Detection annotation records
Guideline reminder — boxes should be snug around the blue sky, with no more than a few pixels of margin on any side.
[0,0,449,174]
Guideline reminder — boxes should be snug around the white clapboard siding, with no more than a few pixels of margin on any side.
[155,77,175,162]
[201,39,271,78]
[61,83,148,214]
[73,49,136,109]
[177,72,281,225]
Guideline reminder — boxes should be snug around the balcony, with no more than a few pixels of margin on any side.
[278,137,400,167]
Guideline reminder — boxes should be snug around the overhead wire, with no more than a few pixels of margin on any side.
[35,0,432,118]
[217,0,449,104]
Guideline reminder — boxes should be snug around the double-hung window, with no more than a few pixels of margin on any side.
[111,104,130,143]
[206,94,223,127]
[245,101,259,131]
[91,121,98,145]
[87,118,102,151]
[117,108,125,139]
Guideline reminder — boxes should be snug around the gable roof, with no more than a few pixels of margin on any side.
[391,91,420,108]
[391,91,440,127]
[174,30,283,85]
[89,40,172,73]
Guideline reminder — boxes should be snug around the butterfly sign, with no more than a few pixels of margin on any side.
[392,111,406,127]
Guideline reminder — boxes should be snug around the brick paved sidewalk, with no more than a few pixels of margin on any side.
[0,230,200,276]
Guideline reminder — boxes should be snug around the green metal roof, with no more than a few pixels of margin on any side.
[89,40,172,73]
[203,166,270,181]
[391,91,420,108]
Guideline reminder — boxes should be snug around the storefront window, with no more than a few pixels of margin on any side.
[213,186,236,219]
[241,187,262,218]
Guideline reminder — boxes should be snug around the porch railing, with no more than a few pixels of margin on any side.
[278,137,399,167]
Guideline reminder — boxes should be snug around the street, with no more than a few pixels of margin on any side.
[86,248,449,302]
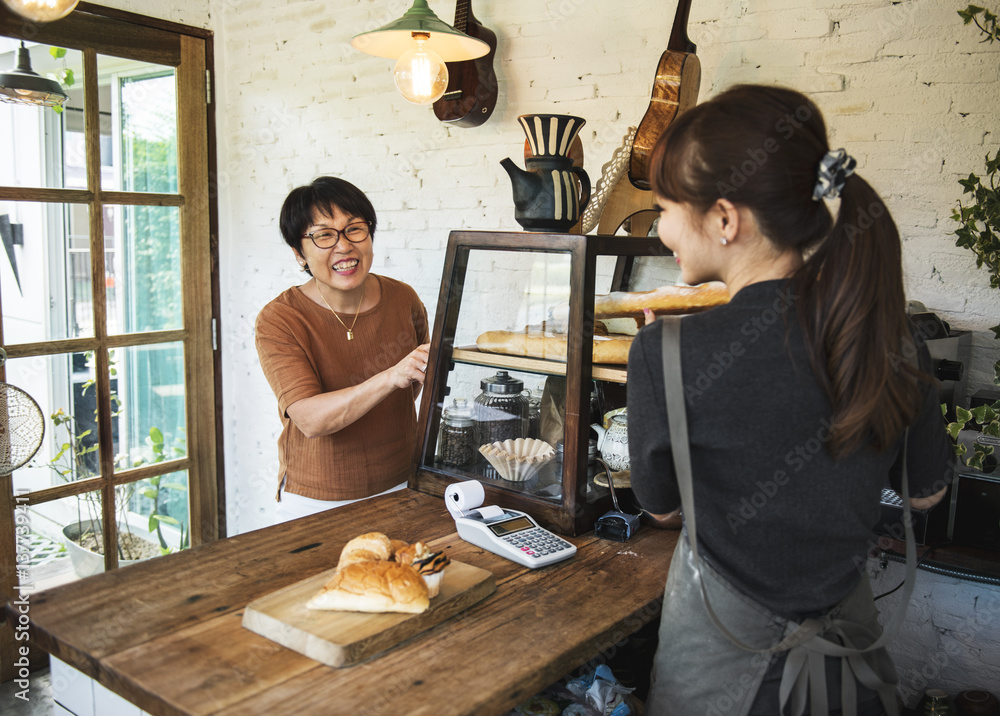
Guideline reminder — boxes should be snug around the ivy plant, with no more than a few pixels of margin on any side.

---

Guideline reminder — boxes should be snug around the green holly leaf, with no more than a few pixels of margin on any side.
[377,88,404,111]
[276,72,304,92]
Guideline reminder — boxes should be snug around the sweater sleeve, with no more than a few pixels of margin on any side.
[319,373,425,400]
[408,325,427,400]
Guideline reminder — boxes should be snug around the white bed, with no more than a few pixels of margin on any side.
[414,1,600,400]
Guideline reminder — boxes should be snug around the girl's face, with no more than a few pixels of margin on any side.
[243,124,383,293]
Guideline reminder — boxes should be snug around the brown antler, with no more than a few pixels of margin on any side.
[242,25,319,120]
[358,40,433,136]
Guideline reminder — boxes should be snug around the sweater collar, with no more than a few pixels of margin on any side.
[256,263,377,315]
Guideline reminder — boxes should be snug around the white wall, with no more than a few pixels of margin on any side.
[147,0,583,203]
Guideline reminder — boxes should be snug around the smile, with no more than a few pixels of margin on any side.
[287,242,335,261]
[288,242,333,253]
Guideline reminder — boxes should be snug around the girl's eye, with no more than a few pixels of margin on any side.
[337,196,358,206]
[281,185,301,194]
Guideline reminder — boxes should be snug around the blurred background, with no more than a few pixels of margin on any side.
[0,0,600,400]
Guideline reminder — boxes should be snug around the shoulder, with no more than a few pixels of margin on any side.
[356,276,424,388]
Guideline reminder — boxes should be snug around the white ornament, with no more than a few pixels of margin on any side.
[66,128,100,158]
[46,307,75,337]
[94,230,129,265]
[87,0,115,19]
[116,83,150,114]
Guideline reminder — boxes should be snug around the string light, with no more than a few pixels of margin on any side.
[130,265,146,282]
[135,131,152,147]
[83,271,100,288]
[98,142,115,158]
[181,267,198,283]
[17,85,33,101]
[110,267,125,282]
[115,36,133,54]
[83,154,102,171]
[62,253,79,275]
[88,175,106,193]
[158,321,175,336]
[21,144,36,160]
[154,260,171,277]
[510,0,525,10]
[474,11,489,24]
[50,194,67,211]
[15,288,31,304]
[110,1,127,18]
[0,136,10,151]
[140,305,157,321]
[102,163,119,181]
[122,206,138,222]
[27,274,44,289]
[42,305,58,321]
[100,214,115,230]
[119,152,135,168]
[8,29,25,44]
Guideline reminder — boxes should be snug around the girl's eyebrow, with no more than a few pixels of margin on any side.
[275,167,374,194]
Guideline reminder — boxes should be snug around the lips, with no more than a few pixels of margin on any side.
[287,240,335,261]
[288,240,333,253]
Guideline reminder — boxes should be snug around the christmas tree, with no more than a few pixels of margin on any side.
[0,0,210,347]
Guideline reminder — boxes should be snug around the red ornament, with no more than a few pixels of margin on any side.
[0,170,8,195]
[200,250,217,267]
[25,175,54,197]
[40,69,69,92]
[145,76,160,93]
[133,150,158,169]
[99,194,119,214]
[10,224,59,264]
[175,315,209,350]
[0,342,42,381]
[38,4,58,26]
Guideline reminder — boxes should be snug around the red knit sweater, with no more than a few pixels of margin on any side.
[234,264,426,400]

■ Task objective: Rewrite the material starting with the line that contains "girl's face, with" and going on through the line that contains "[147,0,583,203]", changing "snug" to "tight" and leaving everything else as it is.

■ Complete output:
Guideline reminder — boxes should be tight around the girl's face, with no more than a few pixels of margin on any side.
[243,124,383,293]
Guideline reminder — boxes should be tight around the brown antler, with no more than a few pixels of margin on any side.
[242,25,319,120]
[358,40,433,136]
Guideline reminder — boxes should be tight around the sweater collar, with no more than a few pixels of margin on any side.
[256,263,377,315]
Guideline reminder — boxes should be tight around the white wall, with no more than a few pixels of margin on any side.
[147,0,583,203]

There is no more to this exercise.